TASK ITEM: Please give back, exactly as written, the lines from the line with "Place a pin on every instance of the green felt" to the line with "Place a pin on every instance of the grass field" in the listing below, leaving out all pictures.

THE RECORDS:
┌────────

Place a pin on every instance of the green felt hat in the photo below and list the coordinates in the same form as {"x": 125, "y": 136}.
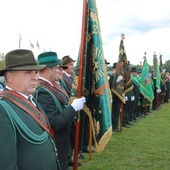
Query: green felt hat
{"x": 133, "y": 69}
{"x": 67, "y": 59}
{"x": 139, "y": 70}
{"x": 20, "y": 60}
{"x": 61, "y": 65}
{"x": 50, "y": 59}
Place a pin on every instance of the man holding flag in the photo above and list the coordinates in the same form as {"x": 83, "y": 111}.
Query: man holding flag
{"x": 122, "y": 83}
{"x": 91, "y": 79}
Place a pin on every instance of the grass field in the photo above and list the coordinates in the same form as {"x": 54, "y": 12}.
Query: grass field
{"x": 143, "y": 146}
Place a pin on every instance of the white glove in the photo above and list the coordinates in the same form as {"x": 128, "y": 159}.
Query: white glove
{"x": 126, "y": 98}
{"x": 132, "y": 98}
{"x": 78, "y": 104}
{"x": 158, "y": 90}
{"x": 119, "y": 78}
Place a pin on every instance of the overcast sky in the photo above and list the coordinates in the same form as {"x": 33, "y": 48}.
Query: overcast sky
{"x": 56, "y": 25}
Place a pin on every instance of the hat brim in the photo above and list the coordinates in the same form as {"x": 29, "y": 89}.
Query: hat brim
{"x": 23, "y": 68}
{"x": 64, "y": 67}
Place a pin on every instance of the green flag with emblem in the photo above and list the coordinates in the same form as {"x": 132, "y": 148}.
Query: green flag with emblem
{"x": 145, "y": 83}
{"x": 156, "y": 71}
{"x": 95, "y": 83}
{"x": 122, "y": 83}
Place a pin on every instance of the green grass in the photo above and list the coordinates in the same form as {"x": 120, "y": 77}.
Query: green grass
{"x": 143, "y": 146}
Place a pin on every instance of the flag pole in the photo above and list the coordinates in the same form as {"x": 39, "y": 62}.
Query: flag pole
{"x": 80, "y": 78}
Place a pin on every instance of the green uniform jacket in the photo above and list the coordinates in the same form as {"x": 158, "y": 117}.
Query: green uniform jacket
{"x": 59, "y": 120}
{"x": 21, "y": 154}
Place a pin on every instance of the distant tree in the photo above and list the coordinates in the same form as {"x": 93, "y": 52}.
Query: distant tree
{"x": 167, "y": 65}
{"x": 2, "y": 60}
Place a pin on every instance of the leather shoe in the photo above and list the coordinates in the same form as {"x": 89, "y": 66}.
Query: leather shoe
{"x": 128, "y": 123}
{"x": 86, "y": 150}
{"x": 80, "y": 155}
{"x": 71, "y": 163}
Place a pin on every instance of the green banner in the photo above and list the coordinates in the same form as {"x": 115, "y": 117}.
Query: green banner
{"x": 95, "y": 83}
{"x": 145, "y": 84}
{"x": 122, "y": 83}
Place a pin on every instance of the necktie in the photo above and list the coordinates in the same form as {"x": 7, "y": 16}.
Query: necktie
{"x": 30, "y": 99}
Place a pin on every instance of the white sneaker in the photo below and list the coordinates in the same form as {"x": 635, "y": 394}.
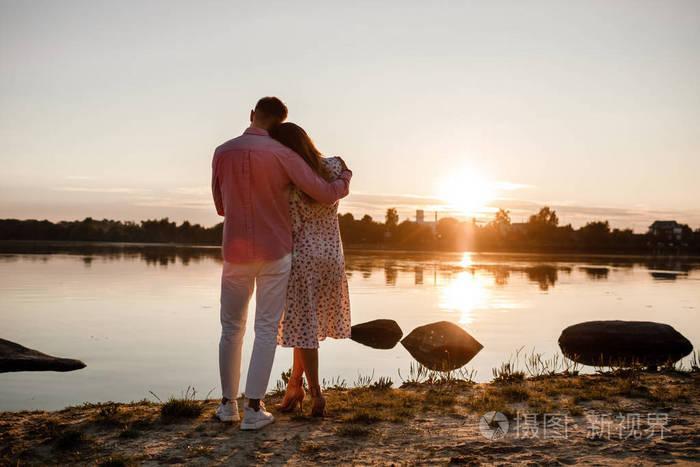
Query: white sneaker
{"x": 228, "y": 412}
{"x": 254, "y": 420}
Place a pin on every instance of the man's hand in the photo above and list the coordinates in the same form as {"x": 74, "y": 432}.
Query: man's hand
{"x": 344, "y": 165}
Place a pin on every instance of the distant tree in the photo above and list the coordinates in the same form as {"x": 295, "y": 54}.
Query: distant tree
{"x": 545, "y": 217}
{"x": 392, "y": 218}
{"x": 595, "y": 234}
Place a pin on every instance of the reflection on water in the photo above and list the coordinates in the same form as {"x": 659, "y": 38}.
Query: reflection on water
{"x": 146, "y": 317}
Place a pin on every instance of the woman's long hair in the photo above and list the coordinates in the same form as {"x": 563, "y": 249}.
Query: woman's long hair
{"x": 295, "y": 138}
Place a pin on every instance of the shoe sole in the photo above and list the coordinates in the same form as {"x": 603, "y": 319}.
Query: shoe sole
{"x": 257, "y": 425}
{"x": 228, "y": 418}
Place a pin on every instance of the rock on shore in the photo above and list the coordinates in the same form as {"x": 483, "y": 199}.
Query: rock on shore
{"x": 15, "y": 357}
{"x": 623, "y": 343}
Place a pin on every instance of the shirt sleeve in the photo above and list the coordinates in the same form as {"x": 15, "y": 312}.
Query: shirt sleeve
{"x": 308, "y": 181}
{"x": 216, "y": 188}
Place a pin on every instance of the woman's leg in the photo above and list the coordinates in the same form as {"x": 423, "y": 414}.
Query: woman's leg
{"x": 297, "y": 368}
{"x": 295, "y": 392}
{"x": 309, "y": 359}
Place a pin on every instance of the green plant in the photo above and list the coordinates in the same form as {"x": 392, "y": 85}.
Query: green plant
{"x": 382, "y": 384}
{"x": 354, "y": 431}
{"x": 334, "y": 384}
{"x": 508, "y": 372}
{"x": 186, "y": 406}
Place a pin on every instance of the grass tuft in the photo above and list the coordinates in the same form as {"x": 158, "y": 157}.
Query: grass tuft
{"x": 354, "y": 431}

└────────
┌────────

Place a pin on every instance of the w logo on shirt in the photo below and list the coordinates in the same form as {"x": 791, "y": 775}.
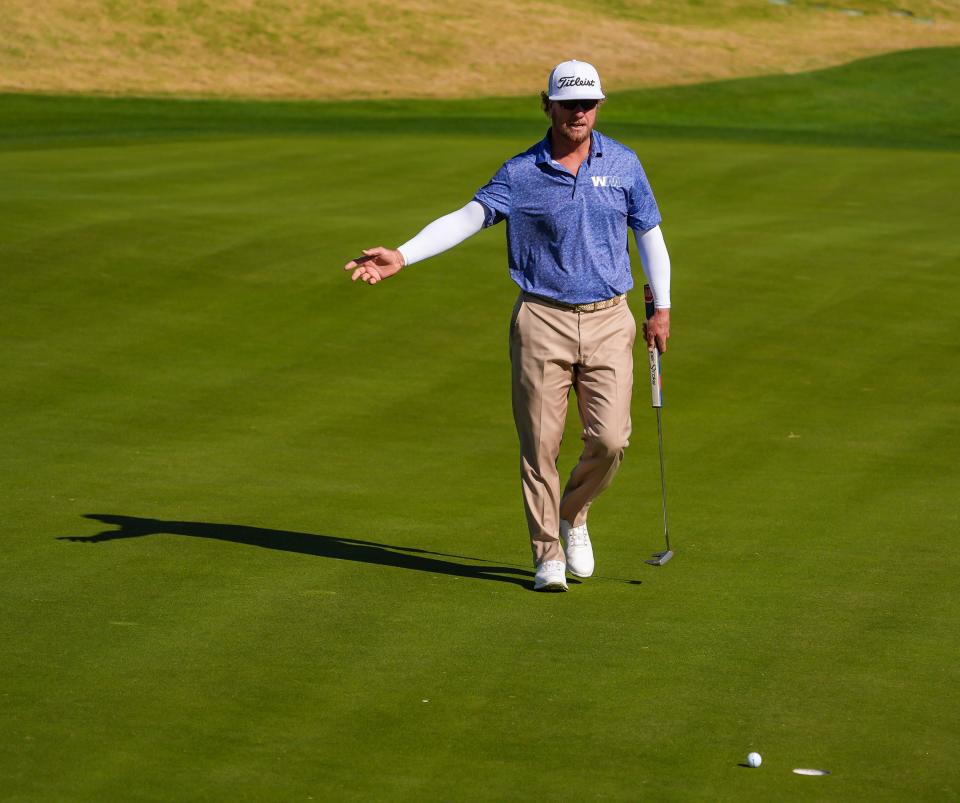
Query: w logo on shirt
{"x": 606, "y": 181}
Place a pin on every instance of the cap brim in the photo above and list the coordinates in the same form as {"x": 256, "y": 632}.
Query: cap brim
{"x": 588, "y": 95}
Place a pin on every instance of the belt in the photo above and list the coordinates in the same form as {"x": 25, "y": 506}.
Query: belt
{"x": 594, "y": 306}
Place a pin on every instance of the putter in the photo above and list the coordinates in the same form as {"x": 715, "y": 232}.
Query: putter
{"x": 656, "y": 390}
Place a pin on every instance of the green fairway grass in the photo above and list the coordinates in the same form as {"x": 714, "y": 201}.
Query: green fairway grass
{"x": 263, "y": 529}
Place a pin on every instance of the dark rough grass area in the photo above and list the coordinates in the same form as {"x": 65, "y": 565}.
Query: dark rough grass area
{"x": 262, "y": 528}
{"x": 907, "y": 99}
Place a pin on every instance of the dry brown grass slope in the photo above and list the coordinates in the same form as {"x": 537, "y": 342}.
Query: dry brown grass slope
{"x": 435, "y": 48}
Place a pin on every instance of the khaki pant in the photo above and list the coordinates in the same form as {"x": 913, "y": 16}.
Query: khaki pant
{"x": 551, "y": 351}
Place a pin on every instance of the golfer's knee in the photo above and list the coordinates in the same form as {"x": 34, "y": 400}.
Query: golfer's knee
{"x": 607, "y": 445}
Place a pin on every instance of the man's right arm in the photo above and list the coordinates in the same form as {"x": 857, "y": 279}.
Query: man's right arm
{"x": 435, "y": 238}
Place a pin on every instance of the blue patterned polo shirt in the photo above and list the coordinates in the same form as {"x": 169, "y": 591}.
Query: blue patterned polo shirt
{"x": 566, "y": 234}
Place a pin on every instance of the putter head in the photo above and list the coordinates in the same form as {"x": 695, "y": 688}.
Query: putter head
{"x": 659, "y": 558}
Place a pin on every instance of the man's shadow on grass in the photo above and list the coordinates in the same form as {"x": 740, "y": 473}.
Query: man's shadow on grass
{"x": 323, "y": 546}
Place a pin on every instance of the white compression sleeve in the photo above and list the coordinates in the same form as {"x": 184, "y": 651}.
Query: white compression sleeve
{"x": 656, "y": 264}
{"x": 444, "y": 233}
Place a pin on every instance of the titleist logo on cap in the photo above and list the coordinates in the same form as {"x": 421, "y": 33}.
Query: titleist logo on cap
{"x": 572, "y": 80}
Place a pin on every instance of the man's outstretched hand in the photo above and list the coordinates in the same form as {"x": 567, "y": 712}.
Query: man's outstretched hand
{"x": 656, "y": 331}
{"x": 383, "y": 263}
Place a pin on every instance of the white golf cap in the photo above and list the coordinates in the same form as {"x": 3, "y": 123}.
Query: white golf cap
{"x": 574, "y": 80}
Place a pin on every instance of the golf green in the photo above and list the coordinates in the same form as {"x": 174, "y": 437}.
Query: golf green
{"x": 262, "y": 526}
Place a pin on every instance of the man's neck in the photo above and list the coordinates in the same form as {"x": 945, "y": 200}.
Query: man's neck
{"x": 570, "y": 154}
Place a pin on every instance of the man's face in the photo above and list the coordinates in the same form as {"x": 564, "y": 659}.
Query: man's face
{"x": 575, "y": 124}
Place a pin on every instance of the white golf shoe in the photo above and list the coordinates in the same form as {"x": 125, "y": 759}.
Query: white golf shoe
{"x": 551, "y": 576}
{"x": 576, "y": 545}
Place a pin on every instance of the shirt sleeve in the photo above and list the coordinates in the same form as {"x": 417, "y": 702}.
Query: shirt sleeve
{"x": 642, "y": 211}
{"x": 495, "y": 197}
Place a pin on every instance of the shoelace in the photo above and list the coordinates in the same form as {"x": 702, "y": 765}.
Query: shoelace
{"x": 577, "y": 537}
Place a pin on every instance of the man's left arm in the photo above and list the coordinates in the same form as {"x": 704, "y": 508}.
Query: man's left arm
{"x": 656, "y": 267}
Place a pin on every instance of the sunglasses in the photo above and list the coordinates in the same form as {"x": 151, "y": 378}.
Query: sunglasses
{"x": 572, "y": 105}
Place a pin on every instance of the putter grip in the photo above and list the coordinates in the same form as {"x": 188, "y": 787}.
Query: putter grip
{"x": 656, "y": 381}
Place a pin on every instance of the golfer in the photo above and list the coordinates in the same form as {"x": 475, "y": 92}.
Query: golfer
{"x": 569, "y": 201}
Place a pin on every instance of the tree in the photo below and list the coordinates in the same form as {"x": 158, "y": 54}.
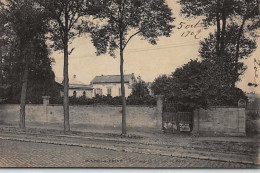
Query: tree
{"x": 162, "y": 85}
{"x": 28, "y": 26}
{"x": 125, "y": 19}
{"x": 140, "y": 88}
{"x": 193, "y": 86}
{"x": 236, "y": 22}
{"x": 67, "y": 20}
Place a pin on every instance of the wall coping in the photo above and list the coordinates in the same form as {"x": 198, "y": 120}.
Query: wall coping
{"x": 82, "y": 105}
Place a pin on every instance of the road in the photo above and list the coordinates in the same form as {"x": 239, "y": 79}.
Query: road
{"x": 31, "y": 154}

└────────

THE COMPLETED TASK:
Place a pin on every instance of the green felt hat in the photo below and list the coordinates in the same form as {"x": 125, "y": 136}.
Query: green felt hat
{"x": 133, "y": 69}
{"x": 67, "y": 59}
{"x": 139, "y": 70}
{"x": 20, "y": 60}
{"x": 61, "y": 65}
{"x": 50, "y": 59}
Place a pin on every instance of the man holding flag in the photo above and list the coordinates in the same form as {"x": 83, "y": 111}.
Query: man holding flag
{"x": 122, "y": 83}
{"x": 91, "y": 79}
Place a pin on every instance of the grass field in the photo above and list the coordinates in the same form as {"x": 54, "y": 12}.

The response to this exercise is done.